> DIRECTIONS
(a) Please write out everything from "But there is" down to "the current war." in the opinion piece below on Netanyahu and a two-state solution.
(b) According to the opinion piece below on Netanyahu and a two-state solution, how many Israeli settlers in the West Bank would have to be relocated?
(c) Carry on the opinion piece below on Netanyahu and a two-state solution, beginning after its final sentence.

[Opening EXERCISE PASSAGE section]

Politics
Opinion: Netanyahu may be standing in the way of a two-state solution. But he's far from alone
One can understand why President Biden, after sticking his political neck out for Israel for months, is reportedly frustrated with Israeli Prime Minister Benjamin Netanyahu. Rockets were still falling on Tel Aviv when Biden visited Israel to show support. He sent U.S. armed forces to the region to deter Hezbollah and, more recently, beat back Houthi piracy. He pushed for billions of dollars in additional military aid and backed Israel’s war in Gaza even as it became increasingly unpopular.
In exchange, Biden has asked Netanyahu to commit to a Palestinian state once the Israel-Hamas war ends. And Netanyahu just publicly said no.
The United States is now reported to be actively engaging with other leaders and parties in Israel about the future of Gaza and the Palestinians at large. The problem is that opposition to a Palestinian state stretches well beyond the prime minister’s office.
Netanyahu undeniably has his own reasons for rejecting Palestinian statehood. His government relies on the support of ultra-right-wing parties that advocate expelling Gazans from the strip en masse. If he backed Palestinian statehood, the coalition would shatter and his government would collapse. And polls suggest that if new elections are held, Netanyahu will be out of a job and facing legal woes.
Then there are the broader practicalities of implementing a two-state solution, demarcating everything from water rights to airspace and carving out the geography “from the river to the sea” without bisecting Israel in the process. The most daunting political problems would be relocating the 700,000 Israeli settlers in the West Bank and the eternal challenge of dealing with Jerusalem.
But there is also something deeper behind Netanyahu’s opposition: a fundamentally different conception of the root cause of the Oct. 7 massacre and the current war.
In the American narrative, the context of Oct. 7 is the failure of the 1990s-era Israeli-Palestinian peace process. In this telling, Israel’s “mowing the grass” approach — killing militants without simultaneously providing Palestinians with real political or economic opportunities — was bound to fail. Peace therefore begins with providing those opportunities and a path to a two-state solution.
In Israel’s version of events, the error was Israel’s 2005 withdrawal from Gaza, which gave Hamas a sanctuary to plan, train for and ultimately launch a relatively unimpeded attack on Israel. Israel notes that it not only allowed but encouraged Qatar to funnel money to Gaza to improve living conditions, some of which was probably spent on weapons. Israel also contends that work permits allowing thousands of Gazans to earn higher wages in Israel became a means for Hamas to gather intelligence.
In Israel’s view, a two-state solution would only compound this problem. The Palestinian Authority is widely viewed as weak and corrupt; nearly 9 in 10 Palestinians want its president, Mahmoud Abbas, to resign. Meanwhile, 57% of Gazans and 82% of West Bank Palestinians approved of Hamas’ October attack, and overall support for the group has increased in both regions.

[Closing EXERCISE PASSAGE section]
[Opening SUPPLIED INFORMATION section]

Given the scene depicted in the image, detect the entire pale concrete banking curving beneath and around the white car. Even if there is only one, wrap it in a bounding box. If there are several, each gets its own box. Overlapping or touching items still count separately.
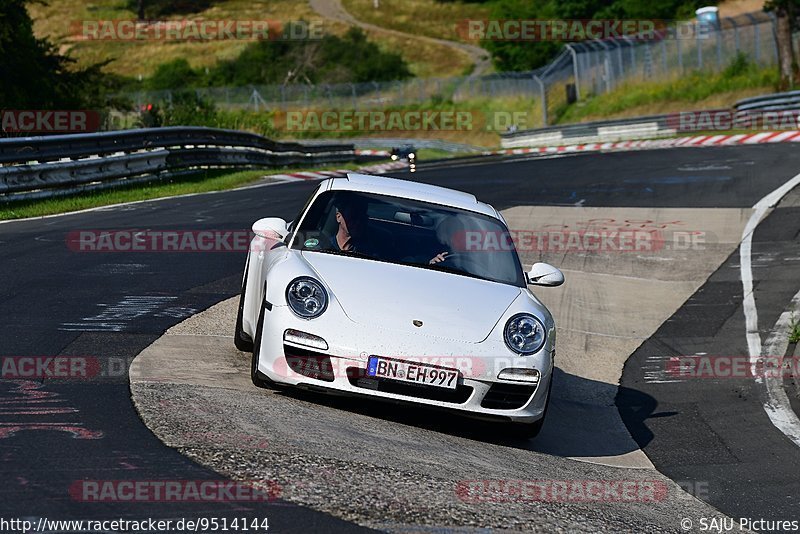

[Closing SUPPLIED INFORMATION section]

> ACTIVITY ANSWERS
(a)
But there is also something deeper behind Netanyahu’s opposition: a fundamentally different conception of the root cause of the Oct. 7 massacre and the current war.

(b) 700,000

(c)
So, Israel asks, what would prevent Hamas or a similar group from usurping control of a Palestinian state much as they did in Gaza?
This is not just Netanyahu’s view but Israelis’ view. Support for a two-state solution among Israelis has been declining for a decade, according to the Pew Research Center. In a survey conducted several months before the Hamas attack, a mere 35% of Israelis thought two states could “coexist peacefully.” As Israeli President Isaac Herzog remarked in Davos recently, no Israeli “in his right mind” is willing to think about peace agreements. Even if Netanyahu were to depart from the political scene, such Israeli opposition may remain.
This leaves the United States with few levers to pull. It can offer plans for redrawing the map, but that won’t get to the heart of the matter. It can promise incentives such as normalization of relations with Saudi Arabia, but the fear of another Oct. 7 will trump any potential benefits. Conditions can be attached to U.S. military aid, but that’s liable to exacerbate Israeli insecurities and, as a consequence, intransigence.
Perhaps the path forward is to start smaller. As Herzog noted, the average Israeli “wants to know: Can we be promised real safety in the future?” After the trauma of Oct. 7, it will take time to build such confidence. But his framing hints at where to start.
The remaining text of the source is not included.